# sharpening of lathe tools



## eazis1 (Dec 17, 2007)

wood like to find out from different woodturners on their method of sharpening/grinding of the lathe tools. I am a newbie and heard there are few ways from homemade to about spending $300.00 for machine and accessories. I have a basic 3750rph grinder and a 3" belt sander right now.


----------



## littlebuddha (Aug 25, 2007)

i have answered your mail, now you have told me a little more. welcome to the forum.
Most like get others telling you how they work, so just pick out what suits you, try the downloads of my site and go from there. LB..


----------



## john lucas (Sep 18, 2007)

I've use a lot of different methods over the years. I started with a disc sander. Then I switched to a 3" belt sander mounted on it's back. I've also used a 1" strip sander. Now I use an 8" grinder that runs 1750 rpm. A 3450rpm grinder is just fine as well. 
Many people now use a grinding jig such as the Oneway Wolverine grinding jig.. 
The best advice I can offer is to find someone near you who turns and have them show you how they sharpen. There isn't just one correct way. 
I would highly recommend the AAW sharpening video. They show you how to sharpen several different ways. I think the web site is www.woodturners.org


----------



## Ken Johnson (Nov 8, 2007)

Another good option is finding a good sharpening service in your area. Often you can get lathe tools sharpened for around $3 each. My personal preference is to stick to woodworking and leave the sharpening up to the experts.


----------



## Daren (Oct 14, 2006)

= = =

> **Set of tasks**:
1. Sum up the sharpening thread above in two sentences.
2. Repeat the passage of the sharpening thread starting at "i have answered" and ending at "Wolverine grinding jig..".

= = =

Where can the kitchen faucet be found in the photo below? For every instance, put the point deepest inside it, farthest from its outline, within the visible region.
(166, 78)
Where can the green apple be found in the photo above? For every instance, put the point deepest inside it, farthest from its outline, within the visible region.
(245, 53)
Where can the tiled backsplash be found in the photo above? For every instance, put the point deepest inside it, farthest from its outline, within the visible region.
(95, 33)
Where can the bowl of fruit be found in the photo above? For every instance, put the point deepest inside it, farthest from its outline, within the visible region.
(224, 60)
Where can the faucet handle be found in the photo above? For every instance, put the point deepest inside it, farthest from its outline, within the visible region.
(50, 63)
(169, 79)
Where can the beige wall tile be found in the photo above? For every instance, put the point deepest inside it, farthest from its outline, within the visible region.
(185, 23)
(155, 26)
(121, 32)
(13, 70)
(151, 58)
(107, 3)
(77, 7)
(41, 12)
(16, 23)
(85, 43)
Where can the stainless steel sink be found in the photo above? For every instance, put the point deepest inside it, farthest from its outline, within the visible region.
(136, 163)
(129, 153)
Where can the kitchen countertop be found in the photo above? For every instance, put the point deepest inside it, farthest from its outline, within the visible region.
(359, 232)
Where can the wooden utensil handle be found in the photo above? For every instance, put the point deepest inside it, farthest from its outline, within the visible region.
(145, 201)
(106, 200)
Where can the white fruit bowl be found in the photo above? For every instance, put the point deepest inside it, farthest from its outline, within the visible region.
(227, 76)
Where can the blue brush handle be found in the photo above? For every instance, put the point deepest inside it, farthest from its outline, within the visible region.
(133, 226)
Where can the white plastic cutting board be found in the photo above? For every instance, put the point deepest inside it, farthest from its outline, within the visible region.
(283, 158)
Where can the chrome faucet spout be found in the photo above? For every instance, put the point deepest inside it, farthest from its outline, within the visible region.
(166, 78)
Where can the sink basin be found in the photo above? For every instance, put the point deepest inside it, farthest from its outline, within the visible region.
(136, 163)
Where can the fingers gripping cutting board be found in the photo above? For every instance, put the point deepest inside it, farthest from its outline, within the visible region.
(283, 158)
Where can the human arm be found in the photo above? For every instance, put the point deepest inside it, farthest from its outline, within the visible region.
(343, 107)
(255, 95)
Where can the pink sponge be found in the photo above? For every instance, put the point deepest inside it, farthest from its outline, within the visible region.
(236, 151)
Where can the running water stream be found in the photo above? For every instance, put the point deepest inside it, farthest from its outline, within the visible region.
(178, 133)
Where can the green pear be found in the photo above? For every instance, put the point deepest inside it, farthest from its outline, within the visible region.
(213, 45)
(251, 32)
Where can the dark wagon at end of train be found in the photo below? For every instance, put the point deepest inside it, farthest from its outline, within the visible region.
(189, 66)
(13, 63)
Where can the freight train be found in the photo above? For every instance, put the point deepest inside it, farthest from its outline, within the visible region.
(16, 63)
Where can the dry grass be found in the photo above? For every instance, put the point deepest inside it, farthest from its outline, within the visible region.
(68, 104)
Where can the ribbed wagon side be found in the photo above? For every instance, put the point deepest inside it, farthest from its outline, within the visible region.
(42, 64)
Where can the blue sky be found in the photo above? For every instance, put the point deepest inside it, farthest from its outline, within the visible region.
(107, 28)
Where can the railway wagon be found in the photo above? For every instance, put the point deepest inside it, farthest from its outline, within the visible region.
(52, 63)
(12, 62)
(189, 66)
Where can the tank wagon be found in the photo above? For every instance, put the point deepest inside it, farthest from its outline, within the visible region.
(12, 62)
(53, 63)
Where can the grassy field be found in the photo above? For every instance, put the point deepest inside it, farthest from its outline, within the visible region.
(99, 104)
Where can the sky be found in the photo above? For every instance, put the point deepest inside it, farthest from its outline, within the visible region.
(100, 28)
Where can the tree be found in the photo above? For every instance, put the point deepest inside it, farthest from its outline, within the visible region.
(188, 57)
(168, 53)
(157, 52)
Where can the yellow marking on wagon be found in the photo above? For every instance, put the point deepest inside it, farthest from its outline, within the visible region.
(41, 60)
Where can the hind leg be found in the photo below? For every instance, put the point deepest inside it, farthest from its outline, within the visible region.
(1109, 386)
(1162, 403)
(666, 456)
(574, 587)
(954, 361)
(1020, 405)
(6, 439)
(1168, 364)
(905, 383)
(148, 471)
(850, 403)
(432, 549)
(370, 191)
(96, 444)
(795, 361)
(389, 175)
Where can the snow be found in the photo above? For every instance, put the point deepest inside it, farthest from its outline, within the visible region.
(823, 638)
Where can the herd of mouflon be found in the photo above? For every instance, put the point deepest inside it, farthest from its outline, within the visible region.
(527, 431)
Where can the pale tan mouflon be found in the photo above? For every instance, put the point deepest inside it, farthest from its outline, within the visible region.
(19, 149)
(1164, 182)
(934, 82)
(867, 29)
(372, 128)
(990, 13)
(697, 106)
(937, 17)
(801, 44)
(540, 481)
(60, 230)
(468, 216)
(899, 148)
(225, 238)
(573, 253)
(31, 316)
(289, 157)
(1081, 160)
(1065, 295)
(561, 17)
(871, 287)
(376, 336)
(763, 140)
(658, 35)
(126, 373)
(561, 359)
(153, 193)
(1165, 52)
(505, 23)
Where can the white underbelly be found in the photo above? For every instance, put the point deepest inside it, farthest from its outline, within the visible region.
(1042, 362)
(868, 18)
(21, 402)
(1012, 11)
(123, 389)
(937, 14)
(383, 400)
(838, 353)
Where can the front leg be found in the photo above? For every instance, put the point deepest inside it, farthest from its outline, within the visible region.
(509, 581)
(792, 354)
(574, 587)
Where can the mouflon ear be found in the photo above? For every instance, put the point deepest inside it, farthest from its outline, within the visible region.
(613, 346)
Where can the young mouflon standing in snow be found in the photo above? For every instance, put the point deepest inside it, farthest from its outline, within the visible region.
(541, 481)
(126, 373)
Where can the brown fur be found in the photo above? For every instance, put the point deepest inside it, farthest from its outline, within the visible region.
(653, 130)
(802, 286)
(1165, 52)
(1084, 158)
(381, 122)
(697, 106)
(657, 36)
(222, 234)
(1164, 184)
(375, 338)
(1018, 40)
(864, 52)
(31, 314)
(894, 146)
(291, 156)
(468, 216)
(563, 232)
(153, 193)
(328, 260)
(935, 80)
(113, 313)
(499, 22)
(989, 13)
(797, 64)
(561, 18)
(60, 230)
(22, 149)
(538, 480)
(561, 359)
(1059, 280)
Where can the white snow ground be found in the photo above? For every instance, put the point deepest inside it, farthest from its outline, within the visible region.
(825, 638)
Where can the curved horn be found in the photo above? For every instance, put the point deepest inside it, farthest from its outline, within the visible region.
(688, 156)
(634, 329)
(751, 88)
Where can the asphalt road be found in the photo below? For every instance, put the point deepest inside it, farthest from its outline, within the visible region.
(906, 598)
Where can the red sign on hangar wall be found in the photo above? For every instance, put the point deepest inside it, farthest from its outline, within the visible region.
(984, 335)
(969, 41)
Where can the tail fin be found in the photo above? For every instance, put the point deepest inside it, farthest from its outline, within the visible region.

= = =

> **Results of the tasks**:
1. A newcomer to woodturning asks other turners how they sharpen lathe tools, mentioning a basic grinder and a 3" belt sander already on hand. Replies describe methods ranging from disc and belt sanders to an 8" grinder running at 1750 rpm or a grinding jig, advise watching a nearby turner sharpen and recommend the AAW sharpening video, while another suggests paying a local sharpening service about $3 per tool.

2.
i have answered your mail, now you have told me a little more. welcome to the forum.
Most like get others telling you how they work, so just pick out what suits you, try the downloads of my site and go from there. LB..


----------



## john lucas (Sep 18, 2007)

I've use a lot of different methods over the years. I started with a disc sander. Then I switched to a 3" belt sander mounted on it's back. I've also used a 1" strip sander. Now I use an 8" grinder that runs 1750 rpm. A 3450rpm grinder is just fine as well. 
Many people now use a grinding jig such as the Oneway Wolverine grinding jig..